PAGE TEXT
::::::::

The problem I'm faced with is how to store the data locally. There are
a few things that we're going to have to assume, due to options that are
not under my control:
Solution has to rely on internal PHP functions, i.e. nothing compiled
into PHP (I was hoping a DMB-style database would be good, but cannot be
used since it has to be compiled into PHP)
Solution has to store data in a public place, i.e. /tmp/somedata/, as
the person using the script may not have access to change permissions.
I would like to store data in a public folder, but would also like for
this data to be encoded somehow. serialize()'d data can still be
visually decoded, else I'd use that, as well.
Solution cannot assume that MySQL, PGSQL, or any other database
application is available to use.
I guess the problem is, how would one go about making multiple secured
read/writes to a file, such as a mini-database, without relying on any
options that are compiled into PHP? We're talking on a bare-bones
vanilla PHP installation, with no DBM, MySQL, PGSQL, dbm, or otherwise
"real" database support in it.
Any input on this would be very greatly appreciated.

::::::::

LIST OF TASKS
1: Answer these questions from the post about storing data in PHP:
(a) What folder does the writer give as an example of a public place?
(b) Why would the writer not use serialize()'d data as it is?
(c) Why can't a DMB-style database be used?
2: Decide whether each statement agrees with the post about storing data in PHP, and quote the words of the post that settle it:
(a) The writer assumes MySQL will be available.
(b) The writer would like the stored data to be encoded.
(c) The person using the script can be counted on to change permissions.
3: Continue the post about storing data in PHP from the point where it stops.

::::::::

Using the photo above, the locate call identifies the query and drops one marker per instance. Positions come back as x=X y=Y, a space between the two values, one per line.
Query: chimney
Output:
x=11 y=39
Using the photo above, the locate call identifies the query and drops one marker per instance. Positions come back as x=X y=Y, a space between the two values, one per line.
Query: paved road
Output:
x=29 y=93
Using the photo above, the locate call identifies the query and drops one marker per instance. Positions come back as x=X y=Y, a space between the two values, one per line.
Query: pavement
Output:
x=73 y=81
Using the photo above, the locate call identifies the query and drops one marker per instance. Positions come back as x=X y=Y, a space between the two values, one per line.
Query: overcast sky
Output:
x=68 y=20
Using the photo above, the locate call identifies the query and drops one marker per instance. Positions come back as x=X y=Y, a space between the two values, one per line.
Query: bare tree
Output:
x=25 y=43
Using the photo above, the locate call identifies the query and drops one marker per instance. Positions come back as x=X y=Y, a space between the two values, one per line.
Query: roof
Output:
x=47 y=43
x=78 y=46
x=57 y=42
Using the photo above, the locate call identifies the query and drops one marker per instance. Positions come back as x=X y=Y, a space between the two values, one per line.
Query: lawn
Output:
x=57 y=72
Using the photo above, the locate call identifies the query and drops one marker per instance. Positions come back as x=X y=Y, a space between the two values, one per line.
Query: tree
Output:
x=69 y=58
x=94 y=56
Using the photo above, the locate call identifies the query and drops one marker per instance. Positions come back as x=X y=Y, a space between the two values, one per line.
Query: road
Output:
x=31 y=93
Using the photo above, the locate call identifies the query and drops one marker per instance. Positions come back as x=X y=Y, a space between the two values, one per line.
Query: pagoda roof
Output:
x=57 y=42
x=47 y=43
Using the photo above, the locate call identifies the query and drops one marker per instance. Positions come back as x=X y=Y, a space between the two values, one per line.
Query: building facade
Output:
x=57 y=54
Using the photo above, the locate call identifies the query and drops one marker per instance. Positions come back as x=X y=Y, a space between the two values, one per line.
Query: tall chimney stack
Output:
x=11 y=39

::::::::

PER-TASK OUTPUTS
1:
(a) /tmp/somedata/
(b) serialize()'d data can still be visually decoded.
(c) It has to be compiled into PHP.

2:
(a) No: "Solution cannot assume that MySQL, PGSQL, or any other database application is available to use."
(b) Yes: "would also like for this data to be encoded somehow."
(c) No: "the person using the script may not have access to change permissions."

3:
Thanks
-dant
attached mail follows:
dan wrote:
> Hello, all -
>
> I am building a script that basically records some data on the local
> server for a period of about one hour. At that time, the data is sent
> to another server by means of HTTP POST.
>
> The problem I'm faced with is how to store the data locally. There are
> a few things that we're going to have to assume, due to options that are
> not under my control:
>
> Solution has to rely on internal PHP functions, i.e. nothing compiled
> into PHP (I was hoping a DMB-style database would be good, but cannot be
> used since it has to be compiled into PHP)
>
> Solution has to store data in a public place, i.e. /tmp/somedata/, as
> the person using the script may not have access to change permissions.
>
> I would like to store data in a public folder, but would also like for
> this data to be encoded somehow. serialize()'d data can still be
> visually decoded, else I'd use that, as well.
>
> Solution cannot assume that MySQL, PGSQL, or any other database
> application is available to use.
>
> I guess the problem is, how would one go about making multiple secured
> read/writes to a file, such as a mini-database, without relying on any
> options that are compiled into PHP? We're talking on a bare-bones
> vanilla PHP installation, with no DBM, MySQL, PGSQL, dbm, or otherwise
> "real" database support in it.
>
> Any input on this would be very greatly appreciated.
>
> Thanks
> -dant
>
Ah, we're also going to have to assume that system() and exec()
functions and all those related will not be available, as well.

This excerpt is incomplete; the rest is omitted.